* [What you should do] Duplicate the records from the beginning up to and including the line that contains "321;289;370;334".

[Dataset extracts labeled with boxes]
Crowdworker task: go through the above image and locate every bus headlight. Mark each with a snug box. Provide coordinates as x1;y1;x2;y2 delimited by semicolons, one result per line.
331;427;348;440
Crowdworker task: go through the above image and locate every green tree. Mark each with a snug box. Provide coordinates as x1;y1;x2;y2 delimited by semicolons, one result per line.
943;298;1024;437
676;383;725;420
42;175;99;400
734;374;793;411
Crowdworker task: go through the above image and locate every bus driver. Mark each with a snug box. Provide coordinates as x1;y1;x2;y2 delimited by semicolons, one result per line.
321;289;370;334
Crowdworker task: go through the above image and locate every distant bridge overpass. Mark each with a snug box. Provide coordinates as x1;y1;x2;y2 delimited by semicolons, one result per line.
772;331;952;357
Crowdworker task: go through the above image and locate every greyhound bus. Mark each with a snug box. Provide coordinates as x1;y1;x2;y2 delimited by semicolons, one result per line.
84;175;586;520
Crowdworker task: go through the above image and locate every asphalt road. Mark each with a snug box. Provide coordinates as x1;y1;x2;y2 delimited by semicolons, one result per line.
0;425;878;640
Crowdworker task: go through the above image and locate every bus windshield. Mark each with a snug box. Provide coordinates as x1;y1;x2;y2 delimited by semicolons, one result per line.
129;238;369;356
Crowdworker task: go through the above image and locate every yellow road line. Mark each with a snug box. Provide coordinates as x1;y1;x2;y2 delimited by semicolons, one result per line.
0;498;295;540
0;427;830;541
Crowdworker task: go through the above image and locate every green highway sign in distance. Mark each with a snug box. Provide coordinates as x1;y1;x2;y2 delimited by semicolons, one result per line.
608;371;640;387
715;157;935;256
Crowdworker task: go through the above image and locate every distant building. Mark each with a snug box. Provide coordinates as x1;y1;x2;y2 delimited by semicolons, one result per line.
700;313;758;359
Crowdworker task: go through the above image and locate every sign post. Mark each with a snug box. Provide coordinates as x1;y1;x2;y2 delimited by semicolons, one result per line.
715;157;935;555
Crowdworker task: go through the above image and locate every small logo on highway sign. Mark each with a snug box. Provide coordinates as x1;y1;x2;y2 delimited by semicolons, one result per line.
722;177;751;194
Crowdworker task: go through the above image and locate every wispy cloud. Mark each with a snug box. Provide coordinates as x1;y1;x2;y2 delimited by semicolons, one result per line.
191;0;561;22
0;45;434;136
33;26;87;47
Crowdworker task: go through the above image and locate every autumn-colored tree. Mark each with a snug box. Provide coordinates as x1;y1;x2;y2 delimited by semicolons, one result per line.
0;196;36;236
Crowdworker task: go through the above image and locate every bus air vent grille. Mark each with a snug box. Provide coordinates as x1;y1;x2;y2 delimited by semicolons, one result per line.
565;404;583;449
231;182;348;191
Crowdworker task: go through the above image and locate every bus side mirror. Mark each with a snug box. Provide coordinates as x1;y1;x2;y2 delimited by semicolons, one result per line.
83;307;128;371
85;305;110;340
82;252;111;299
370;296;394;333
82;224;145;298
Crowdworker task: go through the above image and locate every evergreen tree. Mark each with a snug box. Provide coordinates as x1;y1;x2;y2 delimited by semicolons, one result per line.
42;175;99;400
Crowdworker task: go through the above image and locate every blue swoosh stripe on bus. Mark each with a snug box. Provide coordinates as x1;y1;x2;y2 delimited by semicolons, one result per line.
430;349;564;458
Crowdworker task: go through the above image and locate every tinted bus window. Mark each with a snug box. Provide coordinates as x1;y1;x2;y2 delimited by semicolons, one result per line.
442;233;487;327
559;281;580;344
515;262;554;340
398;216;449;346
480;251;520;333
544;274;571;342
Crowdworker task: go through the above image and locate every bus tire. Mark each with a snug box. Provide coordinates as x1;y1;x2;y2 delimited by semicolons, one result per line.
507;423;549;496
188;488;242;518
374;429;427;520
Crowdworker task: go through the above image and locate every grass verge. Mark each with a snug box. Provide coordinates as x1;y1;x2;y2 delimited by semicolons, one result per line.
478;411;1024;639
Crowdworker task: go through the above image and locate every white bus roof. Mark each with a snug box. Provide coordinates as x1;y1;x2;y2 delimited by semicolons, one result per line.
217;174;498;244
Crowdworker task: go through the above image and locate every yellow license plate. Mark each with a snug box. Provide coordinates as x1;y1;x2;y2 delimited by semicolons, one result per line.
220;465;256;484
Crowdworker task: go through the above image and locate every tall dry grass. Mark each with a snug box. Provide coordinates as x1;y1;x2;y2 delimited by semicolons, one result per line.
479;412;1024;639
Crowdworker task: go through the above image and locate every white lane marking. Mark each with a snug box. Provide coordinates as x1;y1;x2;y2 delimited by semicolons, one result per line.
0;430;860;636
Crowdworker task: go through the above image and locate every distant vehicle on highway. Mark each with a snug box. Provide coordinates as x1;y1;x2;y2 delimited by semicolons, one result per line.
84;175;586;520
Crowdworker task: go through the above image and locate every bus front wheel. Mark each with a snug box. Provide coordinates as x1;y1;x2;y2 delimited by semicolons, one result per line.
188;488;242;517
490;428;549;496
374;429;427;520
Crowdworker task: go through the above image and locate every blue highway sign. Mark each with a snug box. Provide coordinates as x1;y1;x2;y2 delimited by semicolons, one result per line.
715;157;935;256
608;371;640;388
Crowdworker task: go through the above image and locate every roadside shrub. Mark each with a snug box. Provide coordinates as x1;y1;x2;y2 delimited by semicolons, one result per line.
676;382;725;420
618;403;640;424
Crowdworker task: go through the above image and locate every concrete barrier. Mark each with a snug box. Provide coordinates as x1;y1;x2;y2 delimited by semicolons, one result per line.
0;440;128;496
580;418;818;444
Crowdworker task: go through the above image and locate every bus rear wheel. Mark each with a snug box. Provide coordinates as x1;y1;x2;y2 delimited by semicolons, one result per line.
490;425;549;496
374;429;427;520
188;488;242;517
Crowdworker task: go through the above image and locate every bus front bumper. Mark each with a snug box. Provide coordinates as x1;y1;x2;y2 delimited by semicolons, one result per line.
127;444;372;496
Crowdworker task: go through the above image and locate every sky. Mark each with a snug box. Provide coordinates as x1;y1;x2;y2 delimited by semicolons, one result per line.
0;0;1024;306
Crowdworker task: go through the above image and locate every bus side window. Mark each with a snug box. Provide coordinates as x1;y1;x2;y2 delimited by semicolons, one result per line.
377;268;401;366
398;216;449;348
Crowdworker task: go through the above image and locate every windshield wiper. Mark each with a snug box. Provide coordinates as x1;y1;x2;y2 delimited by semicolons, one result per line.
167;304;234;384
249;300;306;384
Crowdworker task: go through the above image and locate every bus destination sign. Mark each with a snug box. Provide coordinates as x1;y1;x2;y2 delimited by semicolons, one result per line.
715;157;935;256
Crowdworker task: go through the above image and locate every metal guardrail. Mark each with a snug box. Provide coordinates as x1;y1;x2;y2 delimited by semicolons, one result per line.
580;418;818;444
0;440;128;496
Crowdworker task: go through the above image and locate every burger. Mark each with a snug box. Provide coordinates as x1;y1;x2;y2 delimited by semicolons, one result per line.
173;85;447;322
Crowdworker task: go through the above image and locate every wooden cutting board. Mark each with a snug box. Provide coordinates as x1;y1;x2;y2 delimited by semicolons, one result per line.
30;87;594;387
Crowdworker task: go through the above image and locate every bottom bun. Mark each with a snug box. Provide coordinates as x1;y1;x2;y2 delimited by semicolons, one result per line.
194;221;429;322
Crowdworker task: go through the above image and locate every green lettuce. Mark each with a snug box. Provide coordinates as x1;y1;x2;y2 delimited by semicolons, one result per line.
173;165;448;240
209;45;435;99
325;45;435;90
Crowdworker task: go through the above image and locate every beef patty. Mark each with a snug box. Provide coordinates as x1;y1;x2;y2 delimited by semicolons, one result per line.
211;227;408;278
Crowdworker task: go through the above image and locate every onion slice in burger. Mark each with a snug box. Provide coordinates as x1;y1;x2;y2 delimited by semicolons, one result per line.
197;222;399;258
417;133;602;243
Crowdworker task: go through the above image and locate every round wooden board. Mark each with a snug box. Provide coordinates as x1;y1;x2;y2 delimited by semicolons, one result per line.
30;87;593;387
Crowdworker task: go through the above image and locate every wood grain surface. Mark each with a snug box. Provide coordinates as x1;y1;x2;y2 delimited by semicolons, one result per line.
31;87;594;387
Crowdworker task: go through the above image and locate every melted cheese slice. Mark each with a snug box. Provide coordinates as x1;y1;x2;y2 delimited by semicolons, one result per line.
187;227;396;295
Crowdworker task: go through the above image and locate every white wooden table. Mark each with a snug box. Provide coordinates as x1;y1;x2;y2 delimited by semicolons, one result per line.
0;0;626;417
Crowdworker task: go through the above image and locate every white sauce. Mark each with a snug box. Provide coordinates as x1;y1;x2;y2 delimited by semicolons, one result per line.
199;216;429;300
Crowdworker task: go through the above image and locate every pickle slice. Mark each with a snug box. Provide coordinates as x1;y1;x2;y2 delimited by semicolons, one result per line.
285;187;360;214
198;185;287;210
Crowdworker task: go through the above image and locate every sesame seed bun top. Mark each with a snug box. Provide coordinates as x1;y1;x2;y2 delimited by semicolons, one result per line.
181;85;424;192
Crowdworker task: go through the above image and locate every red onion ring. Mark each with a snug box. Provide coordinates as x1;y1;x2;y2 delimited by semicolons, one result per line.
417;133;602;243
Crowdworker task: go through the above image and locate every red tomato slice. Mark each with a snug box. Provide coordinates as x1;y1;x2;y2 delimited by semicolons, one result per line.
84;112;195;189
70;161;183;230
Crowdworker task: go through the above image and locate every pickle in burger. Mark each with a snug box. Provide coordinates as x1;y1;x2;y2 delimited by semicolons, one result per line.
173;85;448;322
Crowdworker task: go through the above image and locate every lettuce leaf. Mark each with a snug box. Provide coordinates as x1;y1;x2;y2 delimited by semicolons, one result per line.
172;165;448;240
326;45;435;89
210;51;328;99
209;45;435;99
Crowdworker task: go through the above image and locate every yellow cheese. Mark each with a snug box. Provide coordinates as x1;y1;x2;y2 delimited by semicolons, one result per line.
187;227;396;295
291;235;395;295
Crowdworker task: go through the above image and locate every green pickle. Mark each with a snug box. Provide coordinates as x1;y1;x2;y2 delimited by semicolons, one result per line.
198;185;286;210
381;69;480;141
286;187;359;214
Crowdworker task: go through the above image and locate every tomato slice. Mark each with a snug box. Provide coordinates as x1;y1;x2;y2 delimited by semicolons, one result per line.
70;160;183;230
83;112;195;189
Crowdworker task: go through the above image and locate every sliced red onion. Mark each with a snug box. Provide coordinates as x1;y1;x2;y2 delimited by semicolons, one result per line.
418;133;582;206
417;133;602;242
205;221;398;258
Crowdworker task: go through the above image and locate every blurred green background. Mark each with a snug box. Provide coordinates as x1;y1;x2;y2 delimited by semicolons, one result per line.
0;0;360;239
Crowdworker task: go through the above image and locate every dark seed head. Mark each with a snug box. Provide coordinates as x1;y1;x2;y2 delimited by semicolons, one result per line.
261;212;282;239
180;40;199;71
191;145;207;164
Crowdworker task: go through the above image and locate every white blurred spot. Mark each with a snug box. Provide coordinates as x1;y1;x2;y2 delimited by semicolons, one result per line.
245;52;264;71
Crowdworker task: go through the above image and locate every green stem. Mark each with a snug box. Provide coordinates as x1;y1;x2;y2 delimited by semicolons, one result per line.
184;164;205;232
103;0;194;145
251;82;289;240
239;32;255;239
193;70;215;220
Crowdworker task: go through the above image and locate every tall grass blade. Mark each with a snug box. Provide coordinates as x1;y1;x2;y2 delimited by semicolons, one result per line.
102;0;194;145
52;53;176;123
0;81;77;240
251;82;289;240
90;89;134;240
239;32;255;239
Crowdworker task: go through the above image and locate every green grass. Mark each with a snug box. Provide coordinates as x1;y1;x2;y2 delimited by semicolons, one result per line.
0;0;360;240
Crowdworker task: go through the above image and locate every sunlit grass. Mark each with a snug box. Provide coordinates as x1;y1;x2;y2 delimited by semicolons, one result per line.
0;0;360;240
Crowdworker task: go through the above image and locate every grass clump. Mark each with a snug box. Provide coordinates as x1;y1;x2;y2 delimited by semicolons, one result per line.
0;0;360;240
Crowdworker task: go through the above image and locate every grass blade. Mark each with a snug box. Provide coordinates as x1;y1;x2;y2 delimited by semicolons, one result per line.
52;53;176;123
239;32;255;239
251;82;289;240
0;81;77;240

* [Answer to this exercise]
Crowdworker task: go through the above image and locate every bus headlight. Mark each with a snug box. Provide coordinates as x1;y1;x2;y2 delimited by semicolons, one result per line.
331;427;348;440
Crowdworker task: go through the above image and locate every green tree. Mark each with a snug box. Provide coordinates as x1;y1;x2;y2 delimited by semicolons, one result per line.
943;298;1024;437
676;383;725;420
42;175;99;400
734;374;793;411
Crowdworker task: go through the above image and locate every bus driver. Mark each with a snug box. Provide coordinates as x1;y1;x2;y2 delimited by semicolons, one result per line.
321;289;370;334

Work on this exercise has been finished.